__YOUR GOAL__: Exclude the pictures and reproduce the remaining data exactly as written.

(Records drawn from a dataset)
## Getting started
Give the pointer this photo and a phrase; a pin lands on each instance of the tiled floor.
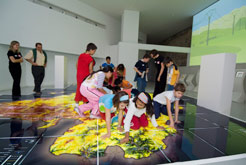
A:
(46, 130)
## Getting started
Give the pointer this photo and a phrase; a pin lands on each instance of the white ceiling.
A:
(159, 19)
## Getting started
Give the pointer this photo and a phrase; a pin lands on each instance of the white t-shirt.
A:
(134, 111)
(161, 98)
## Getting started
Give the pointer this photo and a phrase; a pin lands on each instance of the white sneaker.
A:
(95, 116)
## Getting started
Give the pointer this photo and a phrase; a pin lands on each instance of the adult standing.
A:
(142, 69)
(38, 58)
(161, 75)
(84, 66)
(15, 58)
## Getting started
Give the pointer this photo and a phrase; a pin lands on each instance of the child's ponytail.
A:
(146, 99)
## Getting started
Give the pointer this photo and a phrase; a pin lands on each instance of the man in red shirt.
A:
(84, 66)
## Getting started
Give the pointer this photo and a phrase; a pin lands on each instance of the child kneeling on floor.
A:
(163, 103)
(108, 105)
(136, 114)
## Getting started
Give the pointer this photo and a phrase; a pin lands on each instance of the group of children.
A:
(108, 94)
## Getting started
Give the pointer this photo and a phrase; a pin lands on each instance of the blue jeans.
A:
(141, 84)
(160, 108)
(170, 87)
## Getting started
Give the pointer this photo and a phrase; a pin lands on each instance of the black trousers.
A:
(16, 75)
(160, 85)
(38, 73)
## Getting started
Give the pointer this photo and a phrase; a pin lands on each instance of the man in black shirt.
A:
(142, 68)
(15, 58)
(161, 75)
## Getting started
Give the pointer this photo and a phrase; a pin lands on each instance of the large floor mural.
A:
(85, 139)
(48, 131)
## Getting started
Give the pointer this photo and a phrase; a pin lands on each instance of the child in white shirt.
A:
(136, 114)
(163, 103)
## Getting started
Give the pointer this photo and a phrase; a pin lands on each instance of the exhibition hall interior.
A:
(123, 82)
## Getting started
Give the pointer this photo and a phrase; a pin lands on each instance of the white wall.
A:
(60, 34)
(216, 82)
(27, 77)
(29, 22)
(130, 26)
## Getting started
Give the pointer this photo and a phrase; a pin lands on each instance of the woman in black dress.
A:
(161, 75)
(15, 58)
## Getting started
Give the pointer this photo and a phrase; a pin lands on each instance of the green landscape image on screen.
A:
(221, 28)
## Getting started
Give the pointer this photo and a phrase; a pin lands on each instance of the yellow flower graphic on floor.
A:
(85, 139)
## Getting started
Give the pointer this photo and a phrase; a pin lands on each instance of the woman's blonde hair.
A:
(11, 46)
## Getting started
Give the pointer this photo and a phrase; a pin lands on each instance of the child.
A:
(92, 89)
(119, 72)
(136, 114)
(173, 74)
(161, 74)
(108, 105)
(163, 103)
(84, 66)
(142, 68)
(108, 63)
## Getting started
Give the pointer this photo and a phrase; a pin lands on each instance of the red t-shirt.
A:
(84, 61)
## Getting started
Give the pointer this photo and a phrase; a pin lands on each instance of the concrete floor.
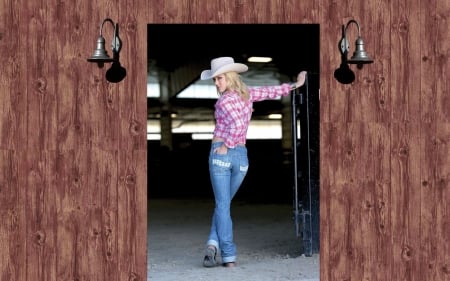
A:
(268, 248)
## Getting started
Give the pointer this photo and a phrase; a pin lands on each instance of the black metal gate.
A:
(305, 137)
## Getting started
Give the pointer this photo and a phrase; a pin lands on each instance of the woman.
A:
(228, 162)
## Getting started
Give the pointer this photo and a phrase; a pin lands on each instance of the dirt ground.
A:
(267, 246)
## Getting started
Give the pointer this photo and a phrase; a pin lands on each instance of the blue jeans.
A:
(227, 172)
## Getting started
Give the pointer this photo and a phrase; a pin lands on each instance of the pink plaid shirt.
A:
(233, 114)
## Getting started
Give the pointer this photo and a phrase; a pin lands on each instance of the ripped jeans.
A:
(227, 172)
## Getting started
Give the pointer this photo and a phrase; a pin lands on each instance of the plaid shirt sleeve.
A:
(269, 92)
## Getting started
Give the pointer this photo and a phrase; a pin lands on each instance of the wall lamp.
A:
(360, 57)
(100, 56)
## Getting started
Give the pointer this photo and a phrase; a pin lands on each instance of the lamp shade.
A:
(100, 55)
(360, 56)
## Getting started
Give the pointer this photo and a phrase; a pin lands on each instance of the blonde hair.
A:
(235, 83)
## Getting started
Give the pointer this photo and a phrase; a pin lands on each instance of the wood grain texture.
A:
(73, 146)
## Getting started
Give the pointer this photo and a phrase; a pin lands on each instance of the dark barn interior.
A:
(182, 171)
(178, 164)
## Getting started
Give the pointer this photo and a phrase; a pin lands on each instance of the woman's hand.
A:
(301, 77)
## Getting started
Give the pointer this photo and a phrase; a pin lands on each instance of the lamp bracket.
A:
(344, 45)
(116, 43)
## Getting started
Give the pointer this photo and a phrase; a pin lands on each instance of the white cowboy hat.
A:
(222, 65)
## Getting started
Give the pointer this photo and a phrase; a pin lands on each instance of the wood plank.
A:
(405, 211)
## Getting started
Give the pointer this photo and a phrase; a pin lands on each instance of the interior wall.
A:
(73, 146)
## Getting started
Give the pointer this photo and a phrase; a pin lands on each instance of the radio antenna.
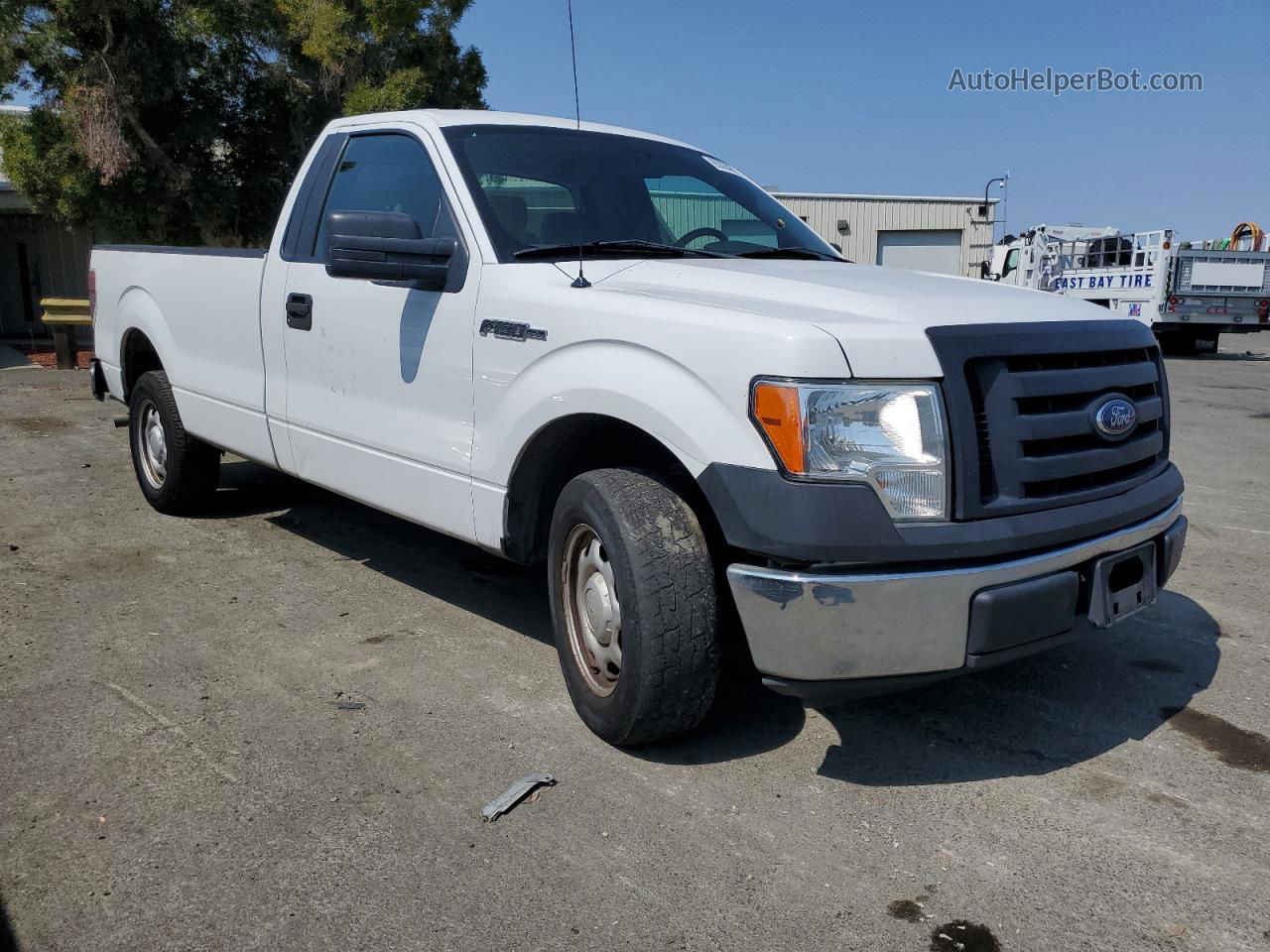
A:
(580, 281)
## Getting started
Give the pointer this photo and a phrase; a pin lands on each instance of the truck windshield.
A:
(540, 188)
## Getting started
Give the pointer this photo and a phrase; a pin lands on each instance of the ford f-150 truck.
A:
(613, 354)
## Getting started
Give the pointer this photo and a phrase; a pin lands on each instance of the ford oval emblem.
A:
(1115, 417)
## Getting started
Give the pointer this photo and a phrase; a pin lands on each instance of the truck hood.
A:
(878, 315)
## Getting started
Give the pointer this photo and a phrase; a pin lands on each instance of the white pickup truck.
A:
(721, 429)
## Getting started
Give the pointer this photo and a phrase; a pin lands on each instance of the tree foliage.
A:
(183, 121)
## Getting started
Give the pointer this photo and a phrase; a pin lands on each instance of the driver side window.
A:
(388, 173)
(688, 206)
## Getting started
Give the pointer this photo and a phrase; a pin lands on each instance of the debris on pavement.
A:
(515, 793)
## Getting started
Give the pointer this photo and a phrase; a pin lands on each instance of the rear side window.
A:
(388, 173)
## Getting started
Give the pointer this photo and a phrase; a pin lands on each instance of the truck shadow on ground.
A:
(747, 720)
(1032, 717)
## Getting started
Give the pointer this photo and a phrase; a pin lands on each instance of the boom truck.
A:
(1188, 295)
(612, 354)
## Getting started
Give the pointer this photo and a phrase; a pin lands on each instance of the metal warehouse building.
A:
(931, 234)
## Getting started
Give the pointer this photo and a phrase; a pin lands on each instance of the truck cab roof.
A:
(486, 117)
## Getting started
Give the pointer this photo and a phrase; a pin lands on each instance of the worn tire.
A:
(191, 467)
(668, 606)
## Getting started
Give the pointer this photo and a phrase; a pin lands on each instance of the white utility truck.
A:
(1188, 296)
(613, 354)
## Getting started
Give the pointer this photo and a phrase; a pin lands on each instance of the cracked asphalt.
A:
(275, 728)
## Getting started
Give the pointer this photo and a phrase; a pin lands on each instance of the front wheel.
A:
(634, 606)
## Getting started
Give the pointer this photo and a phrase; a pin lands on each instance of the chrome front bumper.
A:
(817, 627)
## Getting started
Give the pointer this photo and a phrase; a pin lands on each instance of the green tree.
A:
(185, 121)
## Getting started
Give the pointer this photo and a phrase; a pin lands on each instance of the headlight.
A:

__SOLUTION TO THIS PROBLEM__:
## Getting started
Give the pointer this photo and a phrase; a pin lands on each instance of the tiled floor.
A:
(46, 130)
## Getting started
Give the pointer this photo and a phrase; a pin lands on each instance of the white ceiling.
A:
(159, 19)
## Getting started
Give the pointer this photo and a phrase; a pin lands on each instance of the white t-shirt.
A:
(134, 111)
(161, 98)
## Getting started
Give the pointer this photo and a phrase; a pin lands on each instance of the white sneaker.
A:
(95, 116)
## Getting started
Give the pointer this photo and a phrase; a pin lands on each instance of the adult standing.
A:
(142, 69)
(38, 58)
(161, 75)
(84, 66)
(15, 58)
## Getting started
Give the pointer this photo and a phrase; a pin lands on each instance of the child's ponytail.
A:
(146, 99)
## Getting started
Give the pointer this photo and a phrase; a pin lands on each instance of the man in red shirt.
A:
(84, 66)
## Getting started
Give the pointer this photo and a phrase; a pin lands on each instance of the child kneeling on floor.
A:
(163, 103)
(108, 105)
(136, 114)
## Getting started
Give the pointer this photo and a phrase; a pin lands on each instance of the group of children.
A:
(108, 94)
## Getting started
Give the pointer this photo and a phrase; a pin lands on each instance of the blue jeans.
A:
(141, 84)
(160, 108)
(170, 87)
## Getting started
Give the pointer this photo and a phrase; a pin lands on each instance of the black trousers.
A:
(16, 75)
(160, 85)
(38, 73)
## Getting started
Give the pointer this photo and a phrase; a pin lands on each instance of the man in black shirt.
A:
(142, 68)
(15, 58)
(161, 75)
## Getting started
Give the pointer this photo and a phrase; a pin lands on each instance of the large floor mural.
A:
(85, 139)
(48, 131)
## Getting started
Give the pointer this photo and a phrase; a pin lands on each instance of the child in white shirt.
A:
(136, 114)
(163, 103)
## Getting started
Give the pointer this photo and a phrase; a pin lands on each instance of the exhibition hall interior.
A:
(123, 82)
## Getting started
Give the pointer this photo and a phrase; a pin lands on each instance of the white wall.
A:
(60, 34)
(216, 82)
(27, 77)
(29, 22)
(130, 26)
## Getting started
Give the pointer this photo and a phrase; a pin lands on each instance of the woman in black dress.
A:
(161, 75)
(15, 58)
## Getting started
Give the pointer this photo and a phrase; a pin lands on each instance of the green landscape image on screen.
A:
(221, 28)
## Getting started
Give the pointer this photo and a phrase; a pin lands on each instance of the yellow flower graphic on floor.
A:
(85, 139)
## Getting started
Give the pointer this photo and a phrase; a pin lands on each instance of the woman's blonde hair.
A:
(11, 46)
## Getting started
Give the pointer this photo and a phrase; a pin lands on each instance of the child.
A:
(92, 89)
(119, 72)
(136, 114)
(173, 74)
(161, 74)
(108, 105)
(163, 103)
(84, 66)
(142, 68)
(108, 63)
## Getting started
Give the pointer this photo and a phrase; a pin lands on each instance of the red t-shirt.
A:
(84, 61)
## Getting started
Give the pointer this photo and a phrase; a pin lands on each instance of the concrete floor.
A:
(268, 248)
## Getting started
Give the pointer this photo and a phrase; a pin lands on each instance of the black metal gate.
A:
(305, 137)
## Getting started
Give the pointer this photo and a phrase; a pin lands on each instance of the woman.
A:
(228, 162)
## Getting started
Give the pointer this photo and a phrase; a pin lands on each instance of the dirt ground.
A:
(267, 246)
## Getting started
Give the pointer this photo and a phrase; a pin lands on each instance of the blue jeans.
A:
(227, 172)
## Getting started
Give the pointer this photo and a phrase; a pin lands on each instance of the pink plaid shirt.
A:
(233, 114)
## Getting started
Give the pointer this photo and a phrase; a pin lands on each instance of the ripped jeans.
A:
(227, 172)
## Getting started
Give the pointer this photo and a phrase; a pin lands on each instance of the plaid shirt sleeve.
A:
(269, 92)
## Getting started
Give the pointer this photo and a phrase; a pin lands on each instance of the wall lamp.
A:
(360, 57)
(100, 56)
## Getting started
Give the pointer this photo and a phrase; a pin lands on each instance of the lamp shade.
A:
(100, 55)
(360, 56)
## Getting started
Give the pointer this photo and a phrase; a pin lands on each instance of the blonde hair.
A:
(235, 83)
## Getting started
Give the pointer this photo and a phrase; a pin lands on each instance of the wood grain texture.
A:
(73, 146)
## Getting started
Give the pointer this photo and a phrase; a pin lands on each instance of the dark barn interior.
A:
(182, 171)
(178, 164)
## Getting started
Give the pointer this photo and a phrase; a pin lands on each instance of the woman's hand.
A:
(301, 77)
## Getting started
Give the pointer this photo and a phrase; a pin lands on each instance of the lamp bracket.
A:
(344, 45)
(116, 43)
## Getting started
Give the pointer this photo and a phrase; a pin lands on each instance of the white cowboy hat.
A:
(222, 65)
## Getting started
Give the pointer this photo and a phrase; a pin lands on each instance of the wood plank.
A:
(405, 211)
## Getting started
Give the pointer this photo and a phrase; a pin lands on each instance of the interior wall.
A:
(73, 146)
## Getting started
Give the pointer this photo and a phrase; a pin lands on each instance of the radio antenna.
A:
(580, 281)
## Getting started
Give the pointer this photo and a phrase; a pin lands on each instance of the truck windshield.
A:
(540, 188)
## Getting started
Give the pointer this photo and a phrase; a pin lands on each instance of the ford f-150 truck.
A:
(613, 354)
## Getting started
Give the pointer this photo and a phrase; a pin lands on each instance of the ford oval emblem.
A:
(1115, 417)
## Getting started
Give the pointer this photo and a phrase; a pin lands on each instance of the truck hood.
A:
(878, 315)
## Getting started
Give the pointer this photo and a phrase; a pin lands on each instance of the white pickup truck.
A:
(721, 429)
## Getting started
Give the pointer this photo and a phrase; a pin lands on each instance of the tree foliage.
A:
(183, 121)
## Getting started
Give the pointer this photo and a phrase; a pin lands on each instance of the driver side window.
A:
(388, 173)
(688, 206)
## Getting started
Give the pointer this photo and a phrase; a pin lands on each instance of the debris on pavement.
A:
(515, 793)
## Getting started
Give the pointer this photo and a phrase; a pin lands on each instance of the rear side window.
A:
(388, 173)
## Getting started
Give the pointer this photo and a phrase; a pin lands on each instance of the truck shadow on ground.
A:
(747, 720)
(1032, 717)
## Getting started
Give the pointer this photo and a phrase; a pin lands on each instance of the boom truck.
A:
(1188, 295)
(612, 354)
## Getting started
Give the pointer this photo and a phrase; a pin lands on each instance of the metal warehouse building.
A:
(931, 234)
## Getting started
Give the pointer this photo and a phrase; a pin lands on each instance of the truck cab roof.
A:
(486, 117)
## Getting started
Give the pointer this photo and a phrase; a pin lands on each instance of the worn tire.
A:
(191, 467)
(668, 606)
## Getting started
Give the pointer this photo and a phrase; a pin lands on each instance of the white utility truck.
A:
(1188, 296)
(613, 354)
## Getting started
Give the pointer this photo and a phrase; a pin lands on each instance of the cracked asphalt.
A:
(275, 728)
## Getting started
Give the pointer this photo and a phrase; a pin lands on each instance of the front wheel.
A:
(634, 606)
## Getting started
Give the pointer this photo and a phrase; a pin lands on each instance of the chrome front bumper.
A:
(817, 627)
## Getting started
Give the pointer this photo and a phrase; a pin lands on each instance of the green tree.
A:
(185, 121)
## Getting started
Give the pointer this photo and a phrase; a pin lands on each instance of the headlight.
A:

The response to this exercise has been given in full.